BEGIN DATA TO PROCESS

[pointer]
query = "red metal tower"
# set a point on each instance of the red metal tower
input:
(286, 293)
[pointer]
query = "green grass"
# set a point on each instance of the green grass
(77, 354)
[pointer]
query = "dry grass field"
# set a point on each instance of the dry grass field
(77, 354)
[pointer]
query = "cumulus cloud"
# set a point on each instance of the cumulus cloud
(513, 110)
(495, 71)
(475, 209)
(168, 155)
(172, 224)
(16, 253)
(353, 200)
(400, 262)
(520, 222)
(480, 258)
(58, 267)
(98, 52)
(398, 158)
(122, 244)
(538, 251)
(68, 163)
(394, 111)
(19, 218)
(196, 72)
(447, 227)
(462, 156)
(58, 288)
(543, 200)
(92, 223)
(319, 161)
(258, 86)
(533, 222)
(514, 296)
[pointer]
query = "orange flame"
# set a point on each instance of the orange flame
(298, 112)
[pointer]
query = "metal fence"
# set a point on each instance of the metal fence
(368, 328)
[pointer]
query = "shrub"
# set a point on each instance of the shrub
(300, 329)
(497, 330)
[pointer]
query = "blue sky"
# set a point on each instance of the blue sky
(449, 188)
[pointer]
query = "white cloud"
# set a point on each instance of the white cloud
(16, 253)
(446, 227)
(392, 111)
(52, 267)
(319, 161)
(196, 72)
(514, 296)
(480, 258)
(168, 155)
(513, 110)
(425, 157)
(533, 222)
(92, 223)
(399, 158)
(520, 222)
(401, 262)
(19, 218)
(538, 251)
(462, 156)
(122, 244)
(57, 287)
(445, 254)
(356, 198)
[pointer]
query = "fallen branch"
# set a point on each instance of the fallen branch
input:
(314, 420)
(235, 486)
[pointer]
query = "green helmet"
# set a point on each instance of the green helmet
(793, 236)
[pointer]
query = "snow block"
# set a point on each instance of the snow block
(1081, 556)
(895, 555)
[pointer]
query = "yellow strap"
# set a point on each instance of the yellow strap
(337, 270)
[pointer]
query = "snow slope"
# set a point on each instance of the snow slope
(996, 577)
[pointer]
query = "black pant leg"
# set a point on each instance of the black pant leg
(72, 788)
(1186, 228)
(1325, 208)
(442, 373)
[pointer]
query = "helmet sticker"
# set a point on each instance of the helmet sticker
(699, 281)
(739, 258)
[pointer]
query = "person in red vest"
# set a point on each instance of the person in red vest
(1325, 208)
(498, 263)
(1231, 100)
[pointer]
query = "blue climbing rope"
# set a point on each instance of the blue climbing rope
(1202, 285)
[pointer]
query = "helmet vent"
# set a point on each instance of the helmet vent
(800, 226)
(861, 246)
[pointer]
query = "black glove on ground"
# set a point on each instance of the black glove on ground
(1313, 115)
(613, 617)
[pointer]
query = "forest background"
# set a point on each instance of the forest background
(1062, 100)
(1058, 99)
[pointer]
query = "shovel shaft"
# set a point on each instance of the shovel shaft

END DATA TO PROCESS

EXERCISE: Could the data above be returned exactly as it stands?

FINAL ANSWER:
[pointer]
query = "red metal tower"
# set a point on each instance of the red metal tower
input:
(286, 293)
[pointer]
query = "green grass"
# set a point on each instance of the green grass
(77, 354)
[pointer]
query = "dry grass field"
# set a point on each instance of the dry grass field
(77, 354)
[pointer]
query = "cumulus cloud"
# set a point on each instance of the cumulus cloud
(513, 110)
(495, 71)
(475, 209)
(168, 155)
(172, 224)
(16, 253)
(353, 200)
(400, 262)
(520, 222)
(480, 258)
(58, 267)
(98, 52)
(398, 158)
(122, 244)
(538, 251)
(68, 163)
(394, 111)
(19, 218)
(196, 72)
(447, 227)
(462, 156)
(58, 288)
(543, 200)
(92, 223)
(319, 161)
(258, 86)
(533, 222)
(514, 296)
[pointer]
query = "orange flame"
# set a point on each instance of the orange flame
(298, 112)
[pointer]
query = "metal fence"
# set a point on each instance of the metal fence
(368, 328)
[pointer]
query = "shrub"
# set a point on each instance of the shrub
(300, 329)
(497, 330)
[pointer]
query = "blue sky"
# set a point on each instance of the blue sky
(449, 188)
[pointer]
query = "white cloud"
# set a point on each instance of the white cloud
(16, 253)
(446, 227)
(392, 111)
(52, 267)
(319, 161)
(196, 72)
(514, 296)
(480, 258)
(168, 155)
(513, 110)
(425, 157)
(533, 222)
(92, 223)
(399, 158)
(520, 222)
(401, 262)
(19, 218)
(538, 251)
(462, 156)
(122, 244)
(57, 287)
(445, 254)
(356, 198)
[pointer]
query = "fallen branch"
# set a point on each instance of the fallen branch
input:
(314, 420)
(235, 486)
[pointer]
query = "green helmet"
# set a point on each instance of the green helmet
(793, 236)
[pointer]
query = "snow block"
# set a point on each instance of the snow block
(1081, 556)
(895, 555)
[pointer]
query = "yellow strap"
# set a point on each instance of the yellow strap
(337, 270)
[pointer]
query = "snow slope"
# set a point on each instance of the snow slope
(996, 577)
[pointer]
query = "black pant leg"
# set a point on each instance of the black pant leg
(72, 788)
(1186, 228)
(1325, 208)
(442, 373)
[pointer]
query = "helmet sticker"
# set a point on each instance of the helmet sticker
(699, 281)
(739, 258)
[pointer]
query = "person in red vest"
# set a point on each instance of the person in red vest
(1325, 208)
(498, 263)
(1231, 100)
[pointer]
query = "blue climbing rope"
# set a point on each instance of the blue climbing rope
(1202, 285)
[pointer]
query = "helmet vent"
# set a point on each instance of the helmet vent
(800, 226)
(861, 246)
[pointer]
query = "black glove on ground"
# set a point on each instance of the black glove on ground
(1313, 115)
(613, 617)
[pointer]
query = "forest background"
# set a point on each instance of the forest background
(1062, 100)
(1058, 99)
[pointer]
query = "shovel shaft"
# set a point on each instance of the shovel shaft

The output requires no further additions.